Point localization data
######
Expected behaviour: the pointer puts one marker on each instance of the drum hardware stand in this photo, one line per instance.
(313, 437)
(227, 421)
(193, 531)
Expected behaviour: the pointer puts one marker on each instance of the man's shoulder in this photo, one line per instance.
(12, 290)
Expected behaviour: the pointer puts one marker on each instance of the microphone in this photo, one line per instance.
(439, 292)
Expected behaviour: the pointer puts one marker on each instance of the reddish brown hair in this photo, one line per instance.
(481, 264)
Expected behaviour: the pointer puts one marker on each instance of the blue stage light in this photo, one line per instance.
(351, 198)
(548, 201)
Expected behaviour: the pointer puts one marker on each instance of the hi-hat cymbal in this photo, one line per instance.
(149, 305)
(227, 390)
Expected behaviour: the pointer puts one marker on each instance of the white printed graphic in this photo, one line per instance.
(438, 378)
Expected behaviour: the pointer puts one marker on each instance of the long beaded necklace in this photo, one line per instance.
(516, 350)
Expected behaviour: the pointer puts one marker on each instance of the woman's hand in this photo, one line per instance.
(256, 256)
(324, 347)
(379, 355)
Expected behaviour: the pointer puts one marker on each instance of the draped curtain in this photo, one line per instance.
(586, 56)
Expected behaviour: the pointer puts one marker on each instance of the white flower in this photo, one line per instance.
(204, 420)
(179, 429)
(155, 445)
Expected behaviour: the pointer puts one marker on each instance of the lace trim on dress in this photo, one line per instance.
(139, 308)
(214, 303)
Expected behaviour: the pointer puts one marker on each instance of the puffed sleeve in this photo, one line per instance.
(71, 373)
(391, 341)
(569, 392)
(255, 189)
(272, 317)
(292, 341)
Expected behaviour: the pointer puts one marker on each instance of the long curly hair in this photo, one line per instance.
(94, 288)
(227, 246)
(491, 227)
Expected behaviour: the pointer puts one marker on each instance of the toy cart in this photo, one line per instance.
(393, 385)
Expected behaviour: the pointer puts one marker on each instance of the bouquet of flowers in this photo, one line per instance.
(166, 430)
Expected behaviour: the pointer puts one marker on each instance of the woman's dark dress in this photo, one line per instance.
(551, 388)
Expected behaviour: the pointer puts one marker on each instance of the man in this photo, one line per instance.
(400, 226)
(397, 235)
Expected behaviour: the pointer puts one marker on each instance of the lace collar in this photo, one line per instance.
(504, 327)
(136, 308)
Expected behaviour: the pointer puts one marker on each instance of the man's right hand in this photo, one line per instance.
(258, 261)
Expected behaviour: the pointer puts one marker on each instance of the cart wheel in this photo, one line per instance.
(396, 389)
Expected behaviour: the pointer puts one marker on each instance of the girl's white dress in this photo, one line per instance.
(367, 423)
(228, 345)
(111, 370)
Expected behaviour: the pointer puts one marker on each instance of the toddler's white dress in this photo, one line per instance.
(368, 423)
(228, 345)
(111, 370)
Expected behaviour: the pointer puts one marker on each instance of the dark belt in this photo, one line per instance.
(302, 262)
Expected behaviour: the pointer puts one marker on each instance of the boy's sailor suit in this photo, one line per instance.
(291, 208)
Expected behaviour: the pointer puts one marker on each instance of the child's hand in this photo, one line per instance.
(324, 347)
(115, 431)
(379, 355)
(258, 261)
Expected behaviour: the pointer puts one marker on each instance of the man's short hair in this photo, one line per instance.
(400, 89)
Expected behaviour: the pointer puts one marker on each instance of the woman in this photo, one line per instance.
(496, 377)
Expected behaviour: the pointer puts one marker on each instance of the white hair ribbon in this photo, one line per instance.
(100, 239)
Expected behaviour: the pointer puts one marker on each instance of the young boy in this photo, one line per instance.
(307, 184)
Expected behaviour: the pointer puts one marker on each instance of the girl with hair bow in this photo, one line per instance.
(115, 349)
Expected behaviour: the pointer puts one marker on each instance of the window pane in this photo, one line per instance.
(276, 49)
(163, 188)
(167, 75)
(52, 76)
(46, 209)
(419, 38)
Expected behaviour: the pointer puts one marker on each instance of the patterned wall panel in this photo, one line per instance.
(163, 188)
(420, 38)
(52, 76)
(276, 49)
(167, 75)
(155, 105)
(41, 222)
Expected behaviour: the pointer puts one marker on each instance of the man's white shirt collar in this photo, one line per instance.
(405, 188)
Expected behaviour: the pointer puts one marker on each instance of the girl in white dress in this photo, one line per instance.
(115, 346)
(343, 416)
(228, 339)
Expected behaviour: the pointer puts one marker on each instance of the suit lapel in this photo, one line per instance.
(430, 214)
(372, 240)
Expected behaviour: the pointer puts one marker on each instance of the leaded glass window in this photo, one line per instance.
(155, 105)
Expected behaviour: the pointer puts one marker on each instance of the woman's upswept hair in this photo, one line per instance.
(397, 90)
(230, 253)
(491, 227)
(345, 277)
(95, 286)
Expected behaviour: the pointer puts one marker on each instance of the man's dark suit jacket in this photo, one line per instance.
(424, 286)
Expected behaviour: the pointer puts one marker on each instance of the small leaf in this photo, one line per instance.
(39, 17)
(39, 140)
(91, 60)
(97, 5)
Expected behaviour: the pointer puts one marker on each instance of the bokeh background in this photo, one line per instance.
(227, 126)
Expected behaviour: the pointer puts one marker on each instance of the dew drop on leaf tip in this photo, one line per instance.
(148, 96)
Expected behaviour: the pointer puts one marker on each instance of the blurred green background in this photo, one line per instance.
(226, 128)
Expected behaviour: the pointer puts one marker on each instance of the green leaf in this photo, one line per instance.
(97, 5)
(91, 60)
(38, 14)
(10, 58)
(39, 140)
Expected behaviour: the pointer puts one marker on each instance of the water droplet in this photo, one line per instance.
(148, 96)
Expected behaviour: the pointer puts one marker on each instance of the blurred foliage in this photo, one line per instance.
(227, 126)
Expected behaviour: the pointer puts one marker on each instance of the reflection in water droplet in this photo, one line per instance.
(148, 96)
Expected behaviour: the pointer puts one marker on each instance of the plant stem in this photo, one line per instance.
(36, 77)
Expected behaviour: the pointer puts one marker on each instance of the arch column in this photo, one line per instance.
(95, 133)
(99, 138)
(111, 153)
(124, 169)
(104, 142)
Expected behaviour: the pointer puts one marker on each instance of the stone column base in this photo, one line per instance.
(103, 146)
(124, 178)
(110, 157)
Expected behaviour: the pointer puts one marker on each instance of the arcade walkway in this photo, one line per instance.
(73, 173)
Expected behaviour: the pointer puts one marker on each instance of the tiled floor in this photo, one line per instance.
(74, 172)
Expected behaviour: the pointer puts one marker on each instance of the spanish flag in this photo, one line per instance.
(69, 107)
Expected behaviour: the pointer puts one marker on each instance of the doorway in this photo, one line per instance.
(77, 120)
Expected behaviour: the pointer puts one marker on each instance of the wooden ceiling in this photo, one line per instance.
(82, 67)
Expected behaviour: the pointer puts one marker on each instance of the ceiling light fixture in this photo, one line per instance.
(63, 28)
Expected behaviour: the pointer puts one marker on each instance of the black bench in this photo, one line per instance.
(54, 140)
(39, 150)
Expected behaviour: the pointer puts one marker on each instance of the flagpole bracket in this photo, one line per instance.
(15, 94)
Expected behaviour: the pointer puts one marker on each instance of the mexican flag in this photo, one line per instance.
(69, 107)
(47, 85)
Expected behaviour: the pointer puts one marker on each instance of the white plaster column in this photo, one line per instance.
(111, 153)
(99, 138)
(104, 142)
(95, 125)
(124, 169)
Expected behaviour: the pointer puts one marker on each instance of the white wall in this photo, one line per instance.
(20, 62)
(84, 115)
######
Extract all of the data above without altering anything.

Expected behaviour: the pointer puts one marker on each instance of the drum hardware stand in this photo, one line per instance.
(313, 437)
(227, 421)
(193, 531)
Expected behaviour: the pointer puts one marker on each instance of the man's shoulder in this photo, one line per instance.
(12, 290)
Expected behaviour: the pointer puts one marker on each instance of the microphone in this photo, one line per instance.
(439, 292)
Expected behaviour: the pointer puts one marker on each instance of the reddish brown hair in this photo, one line per instance.
(481, 264)
Expected behaviour: the pointer puts one marker on each instance of the blue stage light in this photo, one line per instance.
(351, 198)
(548, 201)
Expected behaviour: the pointer puts one marker on each instance of the hi-hat cymbal in this photo, one line per instance.
(149, 305)
(227, 390)
Expected behaviour: the pointer puts one marker on each instance of the white printed graphic in this photo, one line per instance.
(438, 378)
Expected behaviour: the pointer puts one marker on each instance of the long beaded necklace in this photo, one line per instance.
(516, 350)
Expected behaviour: the pointer puts one marker on each instance of the woman's hand in this photo, one line per instance.
(256, 256)
(324, 347)
(379, 355)
Expected behaviour: the pointer puts one marker on each instance of the draped curtain in this photo, one line per instance.
(586, 56)
Expected behaviour: the pointer puts one marker on each instance of the white flower in this photo, one line per instance.
(204, 420)
(179, 429)
(155, 445)
Expected behaviour: the pointer puts one marker on each instance of the lace trim on dress in this photo, one line per instance.
(139, 308)
(214, 303)
Expected behaviour: the pointer puts one marker on each instance of the puffed sleeve in this photo, one line per instance.
(71, 373)
(391, 341)
(569, 392)
(255, 189)
(272, 317)
(292, 341)
Expected behaviour: the pointer puts one marker on each instance of the long curly hair in this photo, one line per instance.
(94, 288)
(227, 246)
(491, 227)
Expected behaviour: the pointer puts one marker on each instance of the toy cart in this photo, one line per instance.
(393, 385)
Expected behaviour: the pointer puts one marker on each instance of the bouquet of flowers in this photo, one line per instance.
(166, 430)
Expected behaviour: the pointer puts one marker on each instance of the woman's dark dress in this photo, one line per instance.
(551, 388)
Expected behaviour: the pointer puts one marker on each instance of the man in this photo, one line per instance.
(400, 226)
(397, 235)
Expected behaviour: the pointer puts one marker on each instance of the lace collar in this photo, one line per instance.
(504, 327)
(136, 308)
Expected behaviour: the pointer puts one marker on each instance of the man's right hand in this photo, one line per instance.
(258, 261)
Expected behaviour: the pointer puts one marker on each instance of the cart wheel in this photo, one line per instance.
(396, 389)
Expected behaviour: the pointer puts one marker on each instance of the girl's white dress in this photo, one line per instance.
(367, 423)
(228, 345)
(111, 370)
Expected behaviour: the pointer puts one marker on each instance of the toddler's white dress in this photo, one line per instance.
(368, 423)
(228, 345)
(111, 370)
Expected behaviour: the pointer puts one marker on each instance of the dark belt in this photo, one line per instance.
(302, 262)
Expected behaviour: the pointer puts one marker on each instance of the boy's sailor suit in this photo, one line per instance.
(291, 208)
Expected behaviour: the pointer puts one marker on each instance of the child's hand in this photo, one line per instance.
(324, 347)
(115, 431)
(379, 355)
(258, 261)
Expected behaviour: the pointer puts one marker on each instance of the man's short hair in this photo, one line per instance.
(400, 89)
Expected behaviour: the pointer puts one marker on each instance of the woman in this photo, one line per instance.
(496, 377)
Expected behaviour: the pointer puts one marker on each instance of the white hair ribbon in this photo, one line per instance.
(100, 239)
Expected behaviour: the pointer puts one marker on each instance of the young boy in this photo, one line per instance.
(307, 184)
Expected behaviour: the pointer puts one marker on each instance of the girl with hair bow in this photo, one line per instance.
(115, 349)
Expected behaviour: the pointer puts one marker on each instance of the window pane in this photo, one line per instance.
(276, 49)
(163, 188)
(167, 75)
(52, 76)
(46, 209)
(419, 38)
Expected behaviour: the pointer puts one marker on each instance of the patterned wall panel in this photo, one line per instance.
(163, 188)
(420, 38)
(52, 76)
(276, 49)
(167, 75)
(155, 105)
(41, 222)
Expected behaviour: the pointer puts one marker on each instance of the man's white shirt collar in this photo, one line per instance.
(405, 188)
Expected behaviour: the pointer puts one marker on each instance of the girl in white dress in this photo, one line per instance.
(115, 346)
(343, 416)
(228, 339)
Expected behaviour: the pointer puts one marker on each instance of the suit lapel in this photo, one line per instance.
(430, 214)
(372, 240)
Expected behaviour: the pointer puts one marker on each instance of the leaded glass window in this photo, one line per instance.
(155, 105)
Expected behaviour: the pointer puts one marker on each instance of the woman's upswept hair in this photo, one line per instance.
(397, 90)
(230, 253)
(491, 227)
(345, 277)
(95, 286)
Expected behaviour: the pointer puts one marker on each instance of the man's dark suit jacket in this photo, one line per instance.
(424, 286)
Expected behaviour: the pointer puts one marker on each instance of the small leaf in this photo, one line per instance.
(39, 17)
(39, 140)
(91, 60)
(97, 5)
Expected behaviour: the pointer puts one marker on each instance of the bokeh background in this photo, one line per instance.
(227, 126)
Expected behaviour: the pointer puts one marker on each instance of the dew drop on leaf tip in this photo, one line per instance.
(148, 96)
Expected behaviour: the pointer puts one marker on each instance of the blurred green background in this photo, one line per instance.
(226, 128)
Expected behaviour: the pointer puts one marker on each instance of the green leaf in this photo, one line per instance.
(97, 5)
(91, 60)
(38, 14)
(10, 58)
(39, 140)
Expected behaviour: the pointer puts one marker on each instance of the water droplet in this photo, one line per instance.
(148, 96)
Expected behaviour: the pointer puts one marker on each instance of the blurred foliage in this photo, one line per instance.
(227, 126)
Expected behaviour: the pointer puts one marker on each instance of the reflection in water droplet in this photo, one line per instance.
(148, 96)
Expected behaviour: the pointer puts one marker on each instance of the plant stem in this photo, one line per instance.
(36, 77)
Expected behaviour: the pointer puts one marker on each instance of the arch column in this photo, one line per instance.
(95, 133)
(99, 138)
(111, 153)
(124, 169)
(104, 142)
Expected behaviour: the pointer puts one marker on each instance of the stone column base in this photo, one line per instance.
(103, 146)
(124, 178)
(110, 157)
Expected behaviour: the pointer puts one marker on each instance of the arcade walkway in this photo, one line per instance.
(73, 173)
Expected behaviour: the pointer puts one marker on each instance of the tiled floor in this photo, one line per instance.
(74, 172)
Expected behaviour: the pointer puts one marker on each instance of the spanish flag in this photo, one line per instance.
(69, 107)
Expected behaviour: the pointer puts one marker on each instance of the doorway in this photo, one line per instance.
(77, 120)
Expected behaviour: the pointer puts one marker on each instance of the wooden ceiling in this photo, one line per instance.
(82, 67)
Expected behaviour: the pointer puts one marker on each instance of the ceiling light fixture in this photo, one line per instance.
(63, 28)
Expected behaviour: the pointer puts one marker on each instance of the black bench in this photo, one line per instance.
(54, 140)
(39, 150)
Expected behaviour: the pointer puts one marker on each instance of the flagpole bracket in this photo, one line per instance.
(15, 94)
Expected behaviour: the pointer puts one marker on each instance of the mexican flag in this photo, one line per instance.
(69, 107)
(47, 85)
Expected behaviour: the pointer puts one marker on each instance of the white plaster column in this photo, one line per instance.
(111, 153)
(99, 138)
(104, 142)
(95, 125)
(124, 169)
Expected behaviour: the pointer puts one marker on each instance of the white wall in this photo, one line per instance.
(20, 62)
(84, 115)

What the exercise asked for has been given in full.